- TEXT SHOWN
Park Seon-Kwan (also Park Seon-Gwan, ; born January 16, 1991, in Gyeonggi-do) is a South Korean swimmer, who specialized in backstroke events. He won a bronze medal, as a member of the South Korean swimming team, in the 400 m freestyle relay at the 2010 Asian Games in Guangzhou, China. He also collected two silver medals in the 100 and 200 m backstroke at the 2009 East Asian Games in Hong Kong, China. Park is a member of the swimming team at Korea National Sports University in Seoul.

Park qualified for the men's 100 m backstroke at the 2012 Summer Olympics in London, by clearing a FINA B-standard entry time of 55.39 at the FINA World Championships in Shanghai, China. He challenged seven other swimmers in the second heat, including Olympic veterans Omar Pinzón of Colombia and former bronze medalist George Bovell of Trinidad and Tobago. Park edged out Russian-born swimmer Alexandr Tarabrin of Kazakhstan to take a fifth spot by four hundredths of a second (0.04), with a time of 55.51 seconds. Park failed to advance into the semifinals, as he placed thirty-sixth overall in the preliminary heats.

- RAW DATA
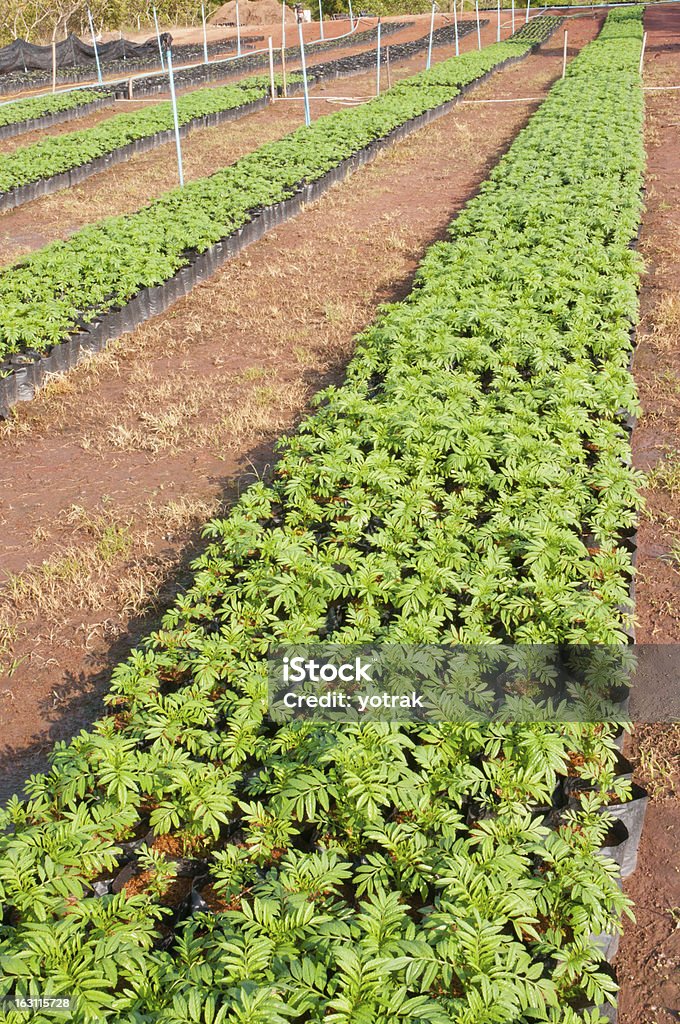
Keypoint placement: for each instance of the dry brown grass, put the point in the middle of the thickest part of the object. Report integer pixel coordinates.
(110, 560)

- YOUR TASKS
A) Answer these from the text about Park Seon-Kwan:
(i) In which city were the 2010 Asian Games held?
(ii) What entry time did Park clear at the FINA World Championships?
(iii) Where did Park place overall in the preliminary heats?
B) From the text about Park Seon-Kwan, set down the part that begins at the words "Park qualified for" and stops after "the preliminary heats.".
C) Does each statement agree with the text about Park Seon-Kwan? Answer yes or no, and quote the deciding words.
(i) Park won a gold medal in the 100 m backstroke at the 2009 East Asian Games.
(ii) At the 2012 Summer Olympics, Park swam in the second heat.
(iii) Park reached the semifinals of the men's 100 m backstroke in London.

- FINAL RESULTS
A)
(i) Guangzhou, China
(ii) A FINA B-standard entry time of 55.39
(iii) Thirty-sixth

B)
Park qualified for the men's 100 m backstroke at the 2012 Summer Olympics in London, by clearing a FINA B-standard entry time of 55.39 at the FINA World Championships in Shanghai, China. He challenged seven other swimmers in the second heat, including Olympic veterans Omar Pinzón of Colombia and former bronze medalist George Bovell of Trinidad and Tobago. Park edged out Russian-born swimmer Alexandr Tarabrin of Kazakhstan to take a fifth spot by four hundredths of a second (0.04), with a time of 55.51 seconds. Park failed to advance into the semifinals, as he placed thirty-sixth overall in the preliminary heats.

C)
(i) No: "He also collected two silver medals in the 100 and 200 m backstroke at the 2009 East Asian Games in Hong Kong, China."
(ii) Yes: "He challenged seven other swimmers in the second heat"
(iii) No: "Park failed to advance into the semifinals"